**What you are asked to do**
Working line by line, output the entries below exactly as they appear.

**** Provided material ****

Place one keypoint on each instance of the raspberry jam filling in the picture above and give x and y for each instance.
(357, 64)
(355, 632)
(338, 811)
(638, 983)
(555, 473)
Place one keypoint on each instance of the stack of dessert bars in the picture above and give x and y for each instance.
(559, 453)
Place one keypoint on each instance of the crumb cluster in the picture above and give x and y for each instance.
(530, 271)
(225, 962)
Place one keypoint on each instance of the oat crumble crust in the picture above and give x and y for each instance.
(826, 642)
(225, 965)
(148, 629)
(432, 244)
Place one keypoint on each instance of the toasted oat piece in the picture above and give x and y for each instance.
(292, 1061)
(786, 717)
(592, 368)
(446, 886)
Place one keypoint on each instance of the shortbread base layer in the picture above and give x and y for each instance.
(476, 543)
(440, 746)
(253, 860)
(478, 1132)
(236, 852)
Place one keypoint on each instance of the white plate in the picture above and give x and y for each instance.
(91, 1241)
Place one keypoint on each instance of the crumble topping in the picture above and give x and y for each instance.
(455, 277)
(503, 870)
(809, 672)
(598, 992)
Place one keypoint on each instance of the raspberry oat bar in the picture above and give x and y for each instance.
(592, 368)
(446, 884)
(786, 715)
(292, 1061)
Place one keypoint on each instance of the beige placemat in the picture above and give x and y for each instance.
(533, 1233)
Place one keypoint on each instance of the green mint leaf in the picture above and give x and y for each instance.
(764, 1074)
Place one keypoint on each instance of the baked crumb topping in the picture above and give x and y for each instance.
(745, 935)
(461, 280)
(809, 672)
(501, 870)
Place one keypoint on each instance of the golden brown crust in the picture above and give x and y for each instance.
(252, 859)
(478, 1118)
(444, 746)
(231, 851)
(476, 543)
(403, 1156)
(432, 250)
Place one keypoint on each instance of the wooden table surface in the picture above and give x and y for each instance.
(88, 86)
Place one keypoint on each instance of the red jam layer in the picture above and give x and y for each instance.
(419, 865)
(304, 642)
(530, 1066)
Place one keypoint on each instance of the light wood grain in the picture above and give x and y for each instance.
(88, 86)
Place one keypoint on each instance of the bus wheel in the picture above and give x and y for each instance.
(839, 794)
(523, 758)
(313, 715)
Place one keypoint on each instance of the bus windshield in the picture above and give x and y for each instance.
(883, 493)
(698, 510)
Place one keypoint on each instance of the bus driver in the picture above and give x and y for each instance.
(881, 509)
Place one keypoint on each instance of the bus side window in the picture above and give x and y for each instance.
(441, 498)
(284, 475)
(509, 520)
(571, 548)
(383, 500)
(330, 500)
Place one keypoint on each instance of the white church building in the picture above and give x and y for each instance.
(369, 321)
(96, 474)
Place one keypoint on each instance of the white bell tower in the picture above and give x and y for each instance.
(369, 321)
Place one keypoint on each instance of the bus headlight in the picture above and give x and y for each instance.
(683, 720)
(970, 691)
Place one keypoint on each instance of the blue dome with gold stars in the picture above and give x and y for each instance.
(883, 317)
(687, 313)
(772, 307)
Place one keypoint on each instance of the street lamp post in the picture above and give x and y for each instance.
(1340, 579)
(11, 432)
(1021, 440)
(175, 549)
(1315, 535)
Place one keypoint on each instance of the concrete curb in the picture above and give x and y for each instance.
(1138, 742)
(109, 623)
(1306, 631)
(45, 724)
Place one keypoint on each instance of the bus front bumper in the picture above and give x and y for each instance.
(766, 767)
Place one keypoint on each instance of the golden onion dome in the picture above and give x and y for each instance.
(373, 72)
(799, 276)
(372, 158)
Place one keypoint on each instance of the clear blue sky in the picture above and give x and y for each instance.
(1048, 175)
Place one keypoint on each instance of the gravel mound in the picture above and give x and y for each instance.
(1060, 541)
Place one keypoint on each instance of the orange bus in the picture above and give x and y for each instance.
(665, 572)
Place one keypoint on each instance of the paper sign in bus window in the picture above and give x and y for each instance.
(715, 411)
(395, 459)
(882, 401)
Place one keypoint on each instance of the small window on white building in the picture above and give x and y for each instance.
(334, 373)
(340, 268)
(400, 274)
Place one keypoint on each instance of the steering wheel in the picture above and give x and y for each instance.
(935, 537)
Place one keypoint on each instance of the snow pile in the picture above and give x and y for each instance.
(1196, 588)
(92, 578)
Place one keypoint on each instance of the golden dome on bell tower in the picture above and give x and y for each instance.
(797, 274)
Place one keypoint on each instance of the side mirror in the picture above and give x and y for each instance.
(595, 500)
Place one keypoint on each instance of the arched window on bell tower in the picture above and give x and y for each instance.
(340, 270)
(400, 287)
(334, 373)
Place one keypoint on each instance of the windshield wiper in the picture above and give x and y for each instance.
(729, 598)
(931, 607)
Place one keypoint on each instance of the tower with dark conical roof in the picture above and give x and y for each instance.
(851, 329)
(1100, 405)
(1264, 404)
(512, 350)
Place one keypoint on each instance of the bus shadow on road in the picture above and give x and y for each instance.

****

**Answer to the exercise**
Place one keypoint on each instance of the raspberry jam filling in the picture above and give x and y for each instance.
(357, 64)
(355, 632)
(338, 811)
(638, 983)
(555, 473)
Place one keypoint on each instance of the stack of dessert bars in the picture above and give x and y for each instance.
(559, 453)
Place one keypoint on each instance of the crumb cluster in the picture above and give x and y for each instance.
(530, 271)
(225, 962)
Place one keypoint on each instance of the oat crumble crust in the picture above and give x and y for each instance.
(826, 642)
(225, 965)
(148, 629)
(432, 244)
Place one keypoint on each instance of the toasted oat piece in the picture above and give x and y for each instance.
(292, 1061)
(786, 717)
(592, 368)
(446, 886)
Place one keypoint on each instance of the shortbread base layer in the picture above and give x and y for each instance.
(476, 543)
(440, 746)
(253, 860)
(478, 1132)
(236, 852)
Place one keypoint on each instance of the white plate in the picture above and give x and y for each instance.
(91, 1241)
Place one keypoint on each instance of the crumble topping in the picture above and give x and y for each instance.
(455, 277)
(503, 870)
(809, 672)
(598, 992)
Place one keypoint on each instance of the raspberry oat bar in the picture above and give x and y for each instance.
(592, 368)
(446, 884)
(786, 715)
(292, 1061)
Place one keypoint on each instance of the beige placemat in the picture above and give x and y for each instance.
(533, 1233)
Place one keypoint on each instance of the green mint leaf in the picture above and give x and y for each instance.
(764, 1074)
Place one keypoint on each instance of the baked crumb topping in the picture above and give x and y for each instance.
(745, 935)
(461, 280)
(809, 672)
(501, 870)
Place one keypoint on each instance of the golden brown crust in the picture above and give x and y for each instance.
(252, 859)
(478, 1118)
(444, 746)
(231, 851)
(476, 543)
(403, 1156)
(432, 250)
Place one keypoint on each instance of the wooden table surface in the picture above and give x and y for each instance.
(88, 86)
Place one keypoint on each instance of the red jam layer in the picture above and give x and y for each instance.
(419, 865)
(304, 642)
(530, 1066)
Place one keypoint on each instance of the light wood grain in the picture above and give x and y for each instance.
(88, 86)
Place one keypoint on each instance of the bus wheel in the picture above and give x and y for each instance.
(839, 794)
(523, 758)
(313, 715)
Place one keypoint on each instance of the bus windshield in the picture above and give x and y for each instance.
(883, 493)
(698, 510)
Place one keypoint on each instance of the bus driver in the picture above and give x and y for each instance.
(881, 509)
Place one keypoint on each instance of the bus side window in the picture above and give x and y for each instance.
(441, 498)
(284, 475)
(509, 520)
(571, 548)
(383, 500)
(330, 500)
Place one keypoint on each instance of the white church building in the picture above and give x and y for each instance.
(369, 321)
(96, 474)
Place one keypoint on each instance of the white bell tower in the picture above and give x and y for each instance.
(369, 321)
Place one keypoint on each instance of the bus headlight in the picture above and give x and y for each instance.
(683, 720)
(970, 691)
Place one keypoint on each instance of the blue dome with gold stars in the picture above and give x and y for each instance.
(883, 317)
(687, 313)
(772, 307)
Place one keypoint on each instance of the street lamp post in the picture above and give x and y for each instance.
(1340, 579)
(11, 432)
(1021, 440)
(175, 549)
(1315, 535)
Place one keypoint on each instance of the concrete curb in the picture above and give x and y for each instance.
(1138, 742)
(109, 623)
(1306, 631)
(45, 724)
Place one keypoint on each instance of the bus front bumper in the picture above and give x and y for each instance.
(766, 767)
Place one keypoint on each instance of the golden onion dome in the picture above and give x and y for each instance.
(373, 72)
(799, 276)
(372, 158)
Place one keypoint on each instance of the clear blue sky in the picture above and give x and y for each instance.
(1048, 175)
Place one keypoint on each instance of the gravel mound in the picture above and give x and y for each instance.
(1060, 541)
Place one keypoint on each instance of the orange bus in the picture above and give x and y for each instance.
(665, 572)
Place one keypoint on each instance of the paper sign in bus window in the picture above and give x and y for each instance.
(715, 411)
(395, 459)
(882, 401)
Place one keypoint on each instance of the small window on white building in the picture above and give x and y for each instance.
(334, 373)
(340, 268)
(400, 274)
Place one keypoint on each instance of the steering wheel in the picture above and give x and y for each instance.
(935, 537)
Place one keypoint on each instance of the snow pile in the picture above and give x and y for each instance.
(1196, 588)
(92, 578)
Place one keypoint on each instance of the golden dome on bell tower in the picture above and give x and y for each instance.
(797, 274)
Place one keypoint on each instance of the side mirror in the picture above and give x and y for each instance.
(595, 500)
Place one keypoint on each instance of the arched window on bell tower in the picture above and give x and y for each instance.
(340, 270)
(400, 287)
(334, 373)
Place one keypoint on each instance of the windshield wiper in the picture above and give x and y for each instance.
(729, 598)
(931, 607)
Place one keypoint on each instance of the tower with dark conical roof in the picture above and give x and y for each instance.
(851, 329)
(1100, 405)
(1264, 404)
(512, 350)
Place one keypoint on each instance of the bus shadow on road in the picture above and give x and y for each instance.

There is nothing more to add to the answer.